**Given request**. Your task is to output all the records below, word for word.
+++
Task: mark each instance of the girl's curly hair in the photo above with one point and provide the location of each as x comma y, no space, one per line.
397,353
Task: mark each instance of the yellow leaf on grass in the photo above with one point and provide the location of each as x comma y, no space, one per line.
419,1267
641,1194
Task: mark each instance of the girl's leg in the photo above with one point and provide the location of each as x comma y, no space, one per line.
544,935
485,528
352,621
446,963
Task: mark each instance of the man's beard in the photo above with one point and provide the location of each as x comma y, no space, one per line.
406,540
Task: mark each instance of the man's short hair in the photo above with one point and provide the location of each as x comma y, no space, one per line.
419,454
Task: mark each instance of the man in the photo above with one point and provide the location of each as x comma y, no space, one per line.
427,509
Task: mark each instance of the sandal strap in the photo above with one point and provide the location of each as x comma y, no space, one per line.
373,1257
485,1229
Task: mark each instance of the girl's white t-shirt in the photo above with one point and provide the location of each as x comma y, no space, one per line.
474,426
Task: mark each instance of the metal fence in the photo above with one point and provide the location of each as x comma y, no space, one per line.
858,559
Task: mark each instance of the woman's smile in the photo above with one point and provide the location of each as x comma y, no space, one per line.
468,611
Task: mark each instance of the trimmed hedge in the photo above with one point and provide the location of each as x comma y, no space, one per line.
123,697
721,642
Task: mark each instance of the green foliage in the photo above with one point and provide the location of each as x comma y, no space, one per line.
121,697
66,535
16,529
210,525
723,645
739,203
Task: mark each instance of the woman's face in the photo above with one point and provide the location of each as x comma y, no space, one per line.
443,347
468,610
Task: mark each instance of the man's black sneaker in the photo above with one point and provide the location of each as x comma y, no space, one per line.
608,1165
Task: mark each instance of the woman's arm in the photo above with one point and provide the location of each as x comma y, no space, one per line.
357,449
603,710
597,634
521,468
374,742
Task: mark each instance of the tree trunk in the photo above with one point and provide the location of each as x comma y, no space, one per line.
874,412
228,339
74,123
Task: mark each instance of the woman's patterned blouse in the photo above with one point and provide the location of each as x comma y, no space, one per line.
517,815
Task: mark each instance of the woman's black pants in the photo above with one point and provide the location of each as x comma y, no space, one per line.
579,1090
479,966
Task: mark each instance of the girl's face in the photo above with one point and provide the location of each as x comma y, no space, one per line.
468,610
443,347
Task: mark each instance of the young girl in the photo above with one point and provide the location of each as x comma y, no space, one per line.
+++
**The completed task**.
Task: mark each instance of the girl's curly hair in the photo above with one point and provide the location of each as x comma y, no space, one per line.
397,353
Task: mark each instance of the yellow leaf on grass in the photo above with one point and provide the location of each as x comma y, no space, one per line.
419,1267
641,1194
Task: mark each instance of the girl's leg in the photo above with one point and provide the location of each as x comma y, no space, one per line.
544,935
485,528
352,621
446,963
Task: mark each instance of the man's beard in the photo above with one point and provide the location of each as x comma y, no space, one per line.
406,540
Task: mark each instance of the man's short hair in the photo above with one point and provide the location of each as x comma y, no space, one per line.
419,454
Task: mark each instance of the man in the photo above with one point and provide the location of each as x comma y, no space, one per line.
427,509
Task: mark each instance of the sandal strap in the photo above with one point and provide the location of each as x comma y, no space, one per line.
373,1257
485,1229
Task: mark each instance of the girl's white t-shirt in the photo above with one point and provide the location of each as x comma y, no space, one per line.
474,426
Task: mark each instance of the metal fence in the photo above with one point and provide the location of each as x comma y, no space, one per line.
858,559
Task: mark each instance of the woman's smile in the photo above with one point and provide the location of each as x comma y, no space, one per line.
468,611
Task: mark each instance of the trimmed hedge in the photo above with one point and provide the location of each as x comma y, no space, one per line.
123,697
721,642
Task: mark each instance of the green foliage in the photo above with one point and provide the location of each as x comma y, no space, one per line.
121,697
66,535
16,529
210,525
723,645
739,203
Task: mark each instance of the woman's face in the photo above with one point and provide the location of each as x comma y, no space, one per line.
443,347
468,610
Task: mark each instance of the man's black sneaker in the photo above with one point and provide the location of each as x comma y, no space, one per line.
608,1165
Task: mark each instance of the woman's arm in the photo above with one point and provide the location of each as x comma y, no space, one per line.
357,449
603,710
597,634
521,468
374,742
Task: mark each instance of the tree trunk in the photo above with one point and provide the location of each as x comma y, no space, one per line.
874,412
228,339
74,123
Task: mark each instance of the woman's patterned blouse in the photo above with one point and provide the location of each as x comma y, no space, one per line.
517,815
Task: mark each instance of the woman's black pants in the photo above with one point and provide the location of each as x comma y, no space, one per line.
579,1090
479,966
Task: mark each instance of the girl's face in the photo above with one point and provide the location of each as x comma y, no space, one per line.
468,610
443,347
Task: mark each instance of the young girl in the photo above with one point and provide the location of each as x comma y, no space, one per line.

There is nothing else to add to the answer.